■ Raw records:
=-=-=-=-=
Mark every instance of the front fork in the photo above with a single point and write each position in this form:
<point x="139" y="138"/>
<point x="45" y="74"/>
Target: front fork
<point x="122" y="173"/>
=-=-=-=-=
■ Required task: Write out every row above again, line for line, with nothing changed.

■ Result of this exercise:
Mark every instance of the front fork in the photo above with a single point and write each position in this form:
<point x="139" y="138"/>
<point x="45" y="74"/>
Target: front fork
<point x="122" y="173"/>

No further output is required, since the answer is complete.